What My 11 Year Old Reminded Me About Fundraising

My 11 year old daughter and I went to Daughter and Mother Camp Congress for Girls a few weeks ago. It is a full day boot camp at which girls learn about the political process, run in a mock election and work on a bill once the Congress is elected. The girls ranged from 8-13 and were really impressive. It was a long day, and the girls were very focused and interested (sometimes more than the moms).

As part of the running for election module, girls decided if they wanted to run for the House, the Senate or the Presidency. Then they had to design a campaign platform and poster and film a video. This was all good fun and educational.

Once the girls were all excited about their campaign collateral, the instructor told them they would need to create a list of people whom they could call to contribute to their campaign to help pay for all the copies of posters, bumper-stickers and ads they would need. With their call lists in hand, each girl was instructed to ask her mom for her cellphone and get on the phone with potential donors from their list.
· · · · ·
**Instruction 1**
Render every line of the listing as a numbered list, from the line holding "Please mark the player standing" through the final line of the listing, inclusive, and leave out any blank lines.
The listing has no connection to the text above it.

**Records for this task**
· · · · ·
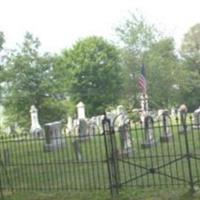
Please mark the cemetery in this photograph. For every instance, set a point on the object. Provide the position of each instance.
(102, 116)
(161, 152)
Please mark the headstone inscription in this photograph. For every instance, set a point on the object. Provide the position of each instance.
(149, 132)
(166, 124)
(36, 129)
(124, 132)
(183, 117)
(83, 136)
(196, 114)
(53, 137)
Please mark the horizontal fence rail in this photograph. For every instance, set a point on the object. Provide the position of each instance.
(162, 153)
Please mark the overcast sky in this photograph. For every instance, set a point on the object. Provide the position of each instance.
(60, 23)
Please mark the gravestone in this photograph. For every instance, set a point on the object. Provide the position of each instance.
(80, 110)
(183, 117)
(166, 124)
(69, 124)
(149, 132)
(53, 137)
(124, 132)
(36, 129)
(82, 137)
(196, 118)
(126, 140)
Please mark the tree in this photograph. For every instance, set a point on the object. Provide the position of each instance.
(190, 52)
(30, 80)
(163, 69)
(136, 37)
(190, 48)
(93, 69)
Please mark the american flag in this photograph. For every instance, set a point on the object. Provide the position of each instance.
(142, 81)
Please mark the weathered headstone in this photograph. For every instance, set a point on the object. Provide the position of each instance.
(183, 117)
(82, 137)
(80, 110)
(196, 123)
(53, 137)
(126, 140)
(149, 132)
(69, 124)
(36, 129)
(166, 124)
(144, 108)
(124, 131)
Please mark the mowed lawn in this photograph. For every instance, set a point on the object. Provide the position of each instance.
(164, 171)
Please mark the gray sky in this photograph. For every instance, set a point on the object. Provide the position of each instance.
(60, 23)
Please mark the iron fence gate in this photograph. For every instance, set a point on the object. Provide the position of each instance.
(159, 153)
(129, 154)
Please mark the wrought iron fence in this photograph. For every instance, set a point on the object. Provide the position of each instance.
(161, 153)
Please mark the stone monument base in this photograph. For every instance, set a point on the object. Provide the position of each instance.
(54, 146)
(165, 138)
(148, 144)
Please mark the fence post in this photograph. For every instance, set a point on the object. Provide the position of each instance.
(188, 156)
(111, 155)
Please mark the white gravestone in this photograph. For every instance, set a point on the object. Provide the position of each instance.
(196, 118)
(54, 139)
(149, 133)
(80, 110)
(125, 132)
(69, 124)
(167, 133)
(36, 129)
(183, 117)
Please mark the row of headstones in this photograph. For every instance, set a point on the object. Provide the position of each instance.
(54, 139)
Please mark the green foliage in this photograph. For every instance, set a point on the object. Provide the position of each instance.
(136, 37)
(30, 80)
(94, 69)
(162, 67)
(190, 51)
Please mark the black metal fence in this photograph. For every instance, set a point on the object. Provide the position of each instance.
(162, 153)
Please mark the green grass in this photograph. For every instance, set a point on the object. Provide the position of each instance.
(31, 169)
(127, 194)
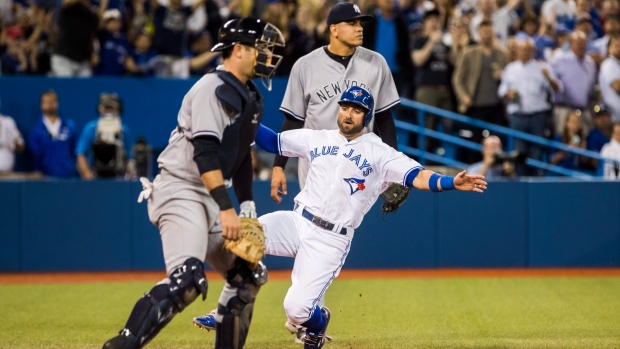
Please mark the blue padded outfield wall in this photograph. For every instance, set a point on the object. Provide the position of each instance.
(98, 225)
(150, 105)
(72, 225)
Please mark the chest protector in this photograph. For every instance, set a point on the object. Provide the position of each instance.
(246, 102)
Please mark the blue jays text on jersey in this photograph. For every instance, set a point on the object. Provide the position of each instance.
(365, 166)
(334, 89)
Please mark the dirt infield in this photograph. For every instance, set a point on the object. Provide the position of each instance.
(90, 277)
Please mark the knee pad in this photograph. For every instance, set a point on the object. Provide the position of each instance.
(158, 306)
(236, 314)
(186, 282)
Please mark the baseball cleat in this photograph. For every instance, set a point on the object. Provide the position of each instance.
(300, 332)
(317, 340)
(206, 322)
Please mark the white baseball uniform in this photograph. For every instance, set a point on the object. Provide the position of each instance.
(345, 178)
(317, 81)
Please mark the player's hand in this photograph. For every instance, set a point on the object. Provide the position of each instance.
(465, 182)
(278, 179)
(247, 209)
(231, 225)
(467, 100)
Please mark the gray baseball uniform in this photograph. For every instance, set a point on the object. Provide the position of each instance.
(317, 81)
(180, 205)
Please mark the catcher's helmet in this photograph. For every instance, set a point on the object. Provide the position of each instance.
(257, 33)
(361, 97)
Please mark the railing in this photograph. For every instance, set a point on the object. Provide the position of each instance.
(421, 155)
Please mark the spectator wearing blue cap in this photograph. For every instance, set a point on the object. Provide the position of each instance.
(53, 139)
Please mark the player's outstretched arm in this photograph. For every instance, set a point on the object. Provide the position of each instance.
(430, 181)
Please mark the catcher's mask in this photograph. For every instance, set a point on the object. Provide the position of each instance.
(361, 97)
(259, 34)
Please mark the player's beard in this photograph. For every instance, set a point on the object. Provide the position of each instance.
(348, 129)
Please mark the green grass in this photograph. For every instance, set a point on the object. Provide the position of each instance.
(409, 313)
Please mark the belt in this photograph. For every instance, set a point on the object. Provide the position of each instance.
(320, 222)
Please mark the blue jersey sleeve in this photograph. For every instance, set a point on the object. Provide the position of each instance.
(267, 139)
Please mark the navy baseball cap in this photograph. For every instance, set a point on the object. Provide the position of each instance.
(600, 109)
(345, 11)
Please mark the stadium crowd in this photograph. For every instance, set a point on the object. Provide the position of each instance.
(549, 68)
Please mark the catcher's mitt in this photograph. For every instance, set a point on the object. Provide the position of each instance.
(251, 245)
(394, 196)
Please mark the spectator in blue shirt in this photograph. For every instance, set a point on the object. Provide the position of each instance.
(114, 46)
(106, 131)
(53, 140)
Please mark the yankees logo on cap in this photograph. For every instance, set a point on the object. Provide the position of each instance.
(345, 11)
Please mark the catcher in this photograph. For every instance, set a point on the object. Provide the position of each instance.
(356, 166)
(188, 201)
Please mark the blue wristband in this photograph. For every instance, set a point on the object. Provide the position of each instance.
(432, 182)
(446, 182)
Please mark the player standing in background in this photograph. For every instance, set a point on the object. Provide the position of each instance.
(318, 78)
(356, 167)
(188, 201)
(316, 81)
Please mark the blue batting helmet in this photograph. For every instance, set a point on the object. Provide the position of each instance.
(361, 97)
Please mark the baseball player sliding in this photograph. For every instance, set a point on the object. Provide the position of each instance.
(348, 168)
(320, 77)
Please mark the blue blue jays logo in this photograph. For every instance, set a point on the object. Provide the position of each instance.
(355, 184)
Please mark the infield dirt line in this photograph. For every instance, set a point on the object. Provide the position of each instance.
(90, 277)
· · · · ·
**Instruction 2**
Reproduce the part of the fundraising piece between "As part of the" and "fun and educational.", inclusive.

**Correct answer 1**
1. Please mark the player standing in background in this photograph. For every instance, set a point on the object. Provide the position of each instance.
2. (318, 78)
3. (356, 167)
4. (188, 201)
5. (316, 81)
6. Please mark the blue batting helmet in this photograph. For every instance, set a point on the object. Provide the position of each instance.
7. (361, 97)
8. Please mark the baseball player sliding in this photograph. For every instance, set a point on the object. Provide the position of each instance.
9. (348, 168)
10. (320, 77)
11. Please mark the blue blue jays logo in this photograph. For every instance, set a point on the object. Provide the position of each instance.
12. (355, 184)
13. Please mark the infield dirt line in this photograph. For every instance, set a point on the object. Provide the position of each instance.
14. (90, 277)

**Correct answer 2**
As part of the running for election module, girls decided if they wanted to run for the House, the Senate or the Presidency. Then they had to design a campaign platform and poster and film a video. This was all good fun and educational.